◆ EXTRACTED TEXT ◆

Keeping regulated units vacant - by Aaron Weber

October 25, 2022 - Front Section
Aaron Weber

With over two million renters, NYC has the most stringent housing regulations in the country. The Housing Stability and Tenant Protection Act (HSTPA) of 2019 added more red tape for property owners when it dramatically reduced an owner’s ability to increase rent based on an Individual Apartment Improvements (IAI) or through a building Major Capital Improvement (MCI). Three years later, Weber Realty found that these caps on IAIs and MCIs are disincentivizing renovations and eliminating jobs for contractors/workers.

Collected data
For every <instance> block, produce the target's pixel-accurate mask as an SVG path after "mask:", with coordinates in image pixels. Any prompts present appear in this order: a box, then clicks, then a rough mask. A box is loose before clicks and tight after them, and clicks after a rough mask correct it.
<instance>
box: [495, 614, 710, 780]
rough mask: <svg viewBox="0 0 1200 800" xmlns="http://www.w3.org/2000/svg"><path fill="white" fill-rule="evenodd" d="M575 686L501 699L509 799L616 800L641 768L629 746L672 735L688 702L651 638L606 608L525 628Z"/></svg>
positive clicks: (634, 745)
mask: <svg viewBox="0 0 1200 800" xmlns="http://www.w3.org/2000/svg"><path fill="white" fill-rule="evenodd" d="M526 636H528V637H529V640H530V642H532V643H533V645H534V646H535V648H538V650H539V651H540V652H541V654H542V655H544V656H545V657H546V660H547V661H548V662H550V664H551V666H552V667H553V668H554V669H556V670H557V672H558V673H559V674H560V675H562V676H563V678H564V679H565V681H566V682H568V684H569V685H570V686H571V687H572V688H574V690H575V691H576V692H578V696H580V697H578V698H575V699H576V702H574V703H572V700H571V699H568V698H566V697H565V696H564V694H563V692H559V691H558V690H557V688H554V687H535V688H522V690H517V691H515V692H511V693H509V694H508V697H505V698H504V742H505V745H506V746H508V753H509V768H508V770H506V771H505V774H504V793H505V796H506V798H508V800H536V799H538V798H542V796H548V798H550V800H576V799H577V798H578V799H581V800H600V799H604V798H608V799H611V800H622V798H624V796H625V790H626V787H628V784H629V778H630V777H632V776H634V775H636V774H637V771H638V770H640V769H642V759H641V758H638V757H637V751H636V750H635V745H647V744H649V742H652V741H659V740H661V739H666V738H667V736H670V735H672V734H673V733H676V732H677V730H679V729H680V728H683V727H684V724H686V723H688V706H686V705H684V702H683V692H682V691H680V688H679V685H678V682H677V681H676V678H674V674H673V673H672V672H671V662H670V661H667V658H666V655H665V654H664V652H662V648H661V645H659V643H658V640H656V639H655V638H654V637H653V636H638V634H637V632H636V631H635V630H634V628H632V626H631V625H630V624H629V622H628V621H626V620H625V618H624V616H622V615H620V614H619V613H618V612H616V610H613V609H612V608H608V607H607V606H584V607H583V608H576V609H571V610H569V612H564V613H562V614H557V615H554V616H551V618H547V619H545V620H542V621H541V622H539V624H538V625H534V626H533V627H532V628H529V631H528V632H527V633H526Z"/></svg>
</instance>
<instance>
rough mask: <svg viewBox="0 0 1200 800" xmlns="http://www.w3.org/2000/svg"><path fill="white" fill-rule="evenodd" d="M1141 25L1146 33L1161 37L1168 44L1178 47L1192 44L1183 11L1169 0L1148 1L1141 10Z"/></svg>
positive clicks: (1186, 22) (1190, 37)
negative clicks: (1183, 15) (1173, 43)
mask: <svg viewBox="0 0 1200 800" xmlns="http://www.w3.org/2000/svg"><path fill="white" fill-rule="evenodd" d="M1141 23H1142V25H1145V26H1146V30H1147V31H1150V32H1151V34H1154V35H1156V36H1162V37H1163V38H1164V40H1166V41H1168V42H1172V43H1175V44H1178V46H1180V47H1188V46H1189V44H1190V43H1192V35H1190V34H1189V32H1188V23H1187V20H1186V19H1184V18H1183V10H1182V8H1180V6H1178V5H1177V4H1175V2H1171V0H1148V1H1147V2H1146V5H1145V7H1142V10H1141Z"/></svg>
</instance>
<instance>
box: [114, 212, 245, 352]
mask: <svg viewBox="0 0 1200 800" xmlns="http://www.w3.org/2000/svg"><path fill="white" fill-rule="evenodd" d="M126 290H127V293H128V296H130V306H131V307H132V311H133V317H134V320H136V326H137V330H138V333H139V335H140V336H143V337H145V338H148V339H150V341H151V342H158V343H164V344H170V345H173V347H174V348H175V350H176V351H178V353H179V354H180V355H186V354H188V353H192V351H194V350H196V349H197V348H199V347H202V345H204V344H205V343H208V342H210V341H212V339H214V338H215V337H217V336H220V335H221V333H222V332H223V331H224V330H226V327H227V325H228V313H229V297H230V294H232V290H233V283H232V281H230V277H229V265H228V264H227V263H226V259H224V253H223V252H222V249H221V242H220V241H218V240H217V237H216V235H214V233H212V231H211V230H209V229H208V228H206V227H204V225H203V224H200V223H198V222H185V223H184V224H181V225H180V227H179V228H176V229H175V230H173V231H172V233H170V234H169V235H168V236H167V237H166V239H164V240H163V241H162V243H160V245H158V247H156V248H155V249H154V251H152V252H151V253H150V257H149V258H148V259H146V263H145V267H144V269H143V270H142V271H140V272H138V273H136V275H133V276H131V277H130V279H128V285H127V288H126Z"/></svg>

◆ REQUIRED ACTION A ◆
In the article on NYC rent regulation, which 2019 law sharply limited an owner's ability to raise rent through Individual Apartment Improvements or Major Capital Improvements?
◆ REQUIRED ACTION B ◆
Extend the article on keeping regulated units vacant, picking up after its last sentence.
The listing has no connection to the article on rent-regulated units.

◆ EXERCISE ANSWER A ◆
The Housing Stability and Tenant Protection Act (HSTPA) of 2019.

◆ EXERCISE ANSWER B ◆
Property owners now need to keep regulated apartments vacant after long-term tenants move out or face big losses. For example, in a seven unit building in the Chelsea neighborhood of Manhattan (managed by Weber Realty), two regulated units voluntarily vacated during the summer of 2021 as people were fleeing NYC from COVID19. One tenant was an elderly man living in a large 3-bedroom apartment for over 50 years. The apartment is now extremely outdated and needs a gut renovation in order to bring it up to code. Between inspections, permits, and construction expenses, the job is estimated to cost between $70,000- $100,000. However, with the new rent laws, the owner could perform no more than $15,000.00 in improvements, with their only incentive being a maximum rent increase of $89.29. At best, it will take an owner 14 years to recoup that cost. Furthermore, regardless of any improvements, under the HSTPA, this unit is forever regulated at a below market rate of $1,093.47/month. In 2021, the owner needed at least $1,163.28/month to break even on taxes, insurance, maintenance, utilities, etc. Therefore the unit is already operating at a 6% loss every month. It is financially unsustainable to put the apartment back on the market since a renovation is an investment guaranteed to lose money.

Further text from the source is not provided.